▶ [Stored entries]
---*---
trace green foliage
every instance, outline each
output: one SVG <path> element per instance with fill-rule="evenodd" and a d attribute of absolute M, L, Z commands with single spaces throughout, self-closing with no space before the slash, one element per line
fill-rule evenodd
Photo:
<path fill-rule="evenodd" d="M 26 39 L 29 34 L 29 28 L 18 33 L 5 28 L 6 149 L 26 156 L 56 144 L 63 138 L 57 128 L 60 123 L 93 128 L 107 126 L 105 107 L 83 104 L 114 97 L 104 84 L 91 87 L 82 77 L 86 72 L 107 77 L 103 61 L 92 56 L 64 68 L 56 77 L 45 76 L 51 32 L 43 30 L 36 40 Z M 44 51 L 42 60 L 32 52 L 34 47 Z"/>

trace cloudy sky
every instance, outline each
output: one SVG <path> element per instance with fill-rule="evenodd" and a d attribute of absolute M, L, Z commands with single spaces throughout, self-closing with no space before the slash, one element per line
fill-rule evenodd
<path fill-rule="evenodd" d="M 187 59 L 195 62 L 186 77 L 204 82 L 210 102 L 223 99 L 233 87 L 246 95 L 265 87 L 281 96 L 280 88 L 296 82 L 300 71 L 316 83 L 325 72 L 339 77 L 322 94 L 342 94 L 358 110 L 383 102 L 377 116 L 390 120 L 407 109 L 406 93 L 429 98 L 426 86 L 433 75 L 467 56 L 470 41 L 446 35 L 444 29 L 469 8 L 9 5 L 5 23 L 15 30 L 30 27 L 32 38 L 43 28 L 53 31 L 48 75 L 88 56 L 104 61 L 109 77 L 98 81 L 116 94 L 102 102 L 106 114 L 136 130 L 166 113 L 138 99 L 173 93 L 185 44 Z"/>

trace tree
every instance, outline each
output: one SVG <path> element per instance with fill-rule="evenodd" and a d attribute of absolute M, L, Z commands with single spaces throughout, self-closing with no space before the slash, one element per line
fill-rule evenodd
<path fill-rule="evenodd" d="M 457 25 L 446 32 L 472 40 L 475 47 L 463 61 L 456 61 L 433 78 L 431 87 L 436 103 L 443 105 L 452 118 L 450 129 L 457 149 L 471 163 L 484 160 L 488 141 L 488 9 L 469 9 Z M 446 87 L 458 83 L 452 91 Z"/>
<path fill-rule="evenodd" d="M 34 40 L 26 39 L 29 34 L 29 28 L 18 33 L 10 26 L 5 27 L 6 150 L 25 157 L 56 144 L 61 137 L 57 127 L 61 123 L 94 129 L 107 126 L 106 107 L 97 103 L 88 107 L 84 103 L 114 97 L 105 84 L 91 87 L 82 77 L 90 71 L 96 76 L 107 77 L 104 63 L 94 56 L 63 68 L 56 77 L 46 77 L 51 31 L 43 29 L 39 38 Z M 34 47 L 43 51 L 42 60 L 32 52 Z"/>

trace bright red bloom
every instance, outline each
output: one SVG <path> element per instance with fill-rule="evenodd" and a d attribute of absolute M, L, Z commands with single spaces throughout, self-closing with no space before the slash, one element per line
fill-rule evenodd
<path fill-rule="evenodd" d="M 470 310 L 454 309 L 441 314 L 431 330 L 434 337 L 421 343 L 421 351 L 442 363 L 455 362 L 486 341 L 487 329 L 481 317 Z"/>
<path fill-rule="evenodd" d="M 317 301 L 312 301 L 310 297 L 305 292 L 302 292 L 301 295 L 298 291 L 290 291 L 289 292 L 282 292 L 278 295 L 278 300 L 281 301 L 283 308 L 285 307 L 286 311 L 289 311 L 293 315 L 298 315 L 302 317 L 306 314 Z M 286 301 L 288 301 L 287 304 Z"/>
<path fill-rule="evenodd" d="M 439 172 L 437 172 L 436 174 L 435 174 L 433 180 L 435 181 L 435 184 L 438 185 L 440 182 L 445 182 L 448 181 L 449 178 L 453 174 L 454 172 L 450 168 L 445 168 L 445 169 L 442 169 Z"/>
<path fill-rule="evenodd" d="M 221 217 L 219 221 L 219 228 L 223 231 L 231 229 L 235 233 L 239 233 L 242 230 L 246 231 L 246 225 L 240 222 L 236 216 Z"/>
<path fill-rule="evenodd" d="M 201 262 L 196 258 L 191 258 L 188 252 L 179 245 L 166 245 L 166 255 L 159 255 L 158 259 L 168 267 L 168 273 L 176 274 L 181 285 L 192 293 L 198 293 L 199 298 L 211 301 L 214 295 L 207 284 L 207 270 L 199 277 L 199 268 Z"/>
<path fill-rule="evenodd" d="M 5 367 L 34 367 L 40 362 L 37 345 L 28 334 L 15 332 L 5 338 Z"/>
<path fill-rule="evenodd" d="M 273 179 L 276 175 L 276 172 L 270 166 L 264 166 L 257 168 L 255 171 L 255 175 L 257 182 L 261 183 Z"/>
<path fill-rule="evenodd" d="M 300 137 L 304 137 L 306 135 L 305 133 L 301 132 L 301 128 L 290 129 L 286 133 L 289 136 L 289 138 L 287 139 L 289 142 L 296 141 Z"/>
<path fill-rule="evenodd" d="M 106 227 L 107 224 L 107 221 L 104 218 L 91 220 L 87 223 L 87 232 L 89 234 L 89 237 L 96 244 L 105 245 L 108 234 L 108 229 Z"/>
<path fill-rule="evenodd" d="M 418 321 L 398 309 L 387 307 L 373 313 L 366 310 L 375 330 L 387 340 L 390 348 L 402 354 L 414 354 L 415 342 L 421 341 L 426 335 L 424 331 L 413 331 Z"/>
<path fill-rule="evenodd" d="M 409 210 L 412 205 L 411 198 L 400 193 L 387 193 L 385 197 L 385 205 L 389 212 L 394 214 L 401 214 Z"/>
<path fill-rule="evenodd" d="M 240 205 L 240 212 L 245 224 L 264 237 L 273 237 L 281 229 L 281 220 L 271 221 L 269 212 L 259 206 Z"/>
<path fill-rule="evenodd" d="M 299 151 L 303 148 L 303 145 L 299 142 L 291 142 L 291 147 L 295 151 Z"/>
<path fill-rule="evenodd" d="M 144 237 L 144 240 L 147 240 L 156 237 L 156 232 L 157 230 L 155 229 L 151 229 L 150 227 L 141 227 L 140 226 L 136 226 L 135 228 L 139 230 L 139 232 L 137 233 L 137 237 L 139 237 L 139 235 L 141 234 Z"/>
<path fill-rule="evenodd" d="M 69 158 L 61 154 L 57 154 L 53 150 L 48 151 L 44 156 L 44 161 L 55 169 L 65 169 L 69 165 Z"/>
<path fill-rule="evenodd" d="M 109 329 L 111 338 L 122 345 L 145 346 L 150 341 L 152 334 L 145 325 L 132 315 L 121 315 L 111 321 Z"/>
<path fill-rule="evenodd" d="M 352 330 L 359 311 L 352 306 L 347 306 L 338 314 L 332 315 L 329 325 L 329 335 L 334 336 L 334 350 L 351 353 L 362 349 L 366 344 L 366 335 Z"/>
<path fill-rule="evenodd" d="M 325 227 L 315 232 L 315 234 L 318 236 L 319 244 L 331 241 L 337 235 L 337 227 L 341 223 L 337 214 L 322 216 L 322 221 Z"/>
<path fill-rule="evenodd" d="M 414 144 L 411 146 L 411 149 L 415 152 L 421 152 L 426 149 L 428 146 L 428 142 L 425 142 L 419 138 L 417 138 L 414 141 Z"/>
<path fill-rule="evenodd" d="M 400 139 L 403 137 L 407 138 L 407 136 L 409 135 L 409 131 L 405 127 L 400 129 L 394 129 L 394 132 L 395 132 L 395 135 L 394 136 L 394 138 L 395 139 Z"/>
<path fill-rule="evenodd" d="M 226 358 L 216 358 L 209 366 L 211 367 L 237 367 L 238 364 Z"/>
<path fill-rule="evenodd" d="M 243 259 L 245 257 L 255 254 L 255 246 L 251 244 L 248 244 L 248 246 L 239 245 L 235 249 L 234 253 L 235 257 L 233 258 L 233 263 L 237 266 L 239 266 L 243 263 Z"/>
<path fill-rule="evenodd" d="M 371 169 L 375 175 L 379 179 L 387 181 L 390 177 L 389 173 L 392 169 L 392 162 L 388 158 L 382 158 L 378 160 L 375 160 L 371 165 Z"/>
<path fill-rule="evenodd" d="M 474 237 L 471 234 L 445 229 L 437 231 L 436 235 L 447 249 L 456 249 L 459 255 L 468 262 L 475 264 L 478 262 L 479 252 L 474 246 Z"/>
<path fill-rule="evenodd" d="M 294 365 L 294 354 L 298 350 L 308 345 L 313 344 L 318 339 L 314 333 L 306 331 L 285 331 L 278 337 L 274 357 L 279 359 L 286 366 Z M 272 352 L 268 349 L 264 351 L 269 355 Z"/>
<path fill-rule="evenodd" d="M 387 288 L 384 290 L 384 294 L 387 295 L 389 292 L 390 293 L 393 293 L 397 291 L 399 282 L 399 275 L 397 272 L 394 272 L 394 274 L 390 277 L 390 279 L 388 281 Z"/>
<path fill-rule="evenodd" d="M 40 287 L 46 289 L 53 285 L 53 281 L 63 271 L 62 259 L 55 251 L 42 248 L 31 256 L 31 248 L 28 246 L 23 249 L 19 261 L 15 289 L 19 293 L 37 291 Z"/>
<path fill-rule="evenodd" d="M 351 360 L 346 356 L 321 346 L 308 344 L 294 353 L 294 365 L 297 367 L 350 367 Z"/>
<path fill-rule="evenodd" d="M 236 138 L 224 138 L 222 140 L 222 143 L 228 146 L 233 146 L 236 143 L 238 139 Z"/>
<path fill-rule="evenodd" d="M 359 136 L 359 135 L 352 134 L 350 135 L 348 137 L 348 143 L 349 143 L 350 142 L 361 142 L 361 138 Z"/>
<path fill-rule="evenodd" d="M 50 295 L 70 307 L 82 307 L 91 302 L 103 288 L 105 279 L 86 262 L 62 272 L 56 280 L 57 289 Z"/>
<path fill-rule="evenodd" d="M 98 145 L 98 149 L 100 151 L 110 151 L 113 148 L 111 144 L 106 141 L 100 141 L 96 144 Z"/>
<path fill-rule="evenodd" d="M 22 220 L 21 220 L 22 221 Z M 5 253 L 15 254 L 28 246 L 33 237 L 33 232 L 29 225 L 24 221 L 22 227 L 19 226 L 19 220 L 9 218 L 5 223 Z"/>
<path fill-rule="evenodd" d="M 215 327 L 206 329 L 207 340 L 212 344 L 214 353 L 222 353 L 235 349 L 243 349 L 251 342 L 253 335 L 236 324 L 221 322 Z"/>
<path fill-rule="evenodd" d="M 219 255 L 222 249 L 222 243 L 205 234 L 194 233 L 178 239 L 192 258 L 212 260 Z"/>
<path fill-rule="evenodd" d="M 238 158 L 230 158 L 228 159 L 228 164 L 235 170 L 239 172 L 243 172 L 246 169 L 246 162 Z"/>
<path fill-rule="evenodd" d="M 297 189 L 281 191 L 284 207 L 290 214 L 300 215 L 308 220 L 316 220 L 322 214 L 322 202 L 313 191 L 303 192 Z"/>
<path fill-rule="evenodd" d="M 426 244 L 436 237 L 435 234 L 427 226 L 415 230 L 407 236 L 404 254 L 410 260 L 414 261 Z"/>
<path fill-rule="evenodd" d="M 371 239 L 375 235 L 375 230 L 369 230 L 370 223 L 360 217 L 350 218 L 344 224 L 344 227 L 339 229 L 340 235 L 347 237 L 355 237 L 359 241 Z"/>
---*---
▶ [Work to do]
Please gather every line above that contains the string "trace", treating uppercase and lowercase letters as different.

▶ [Output of the task]
trace green foliage
trace cloudy sky
trace tree
trace bright red bloom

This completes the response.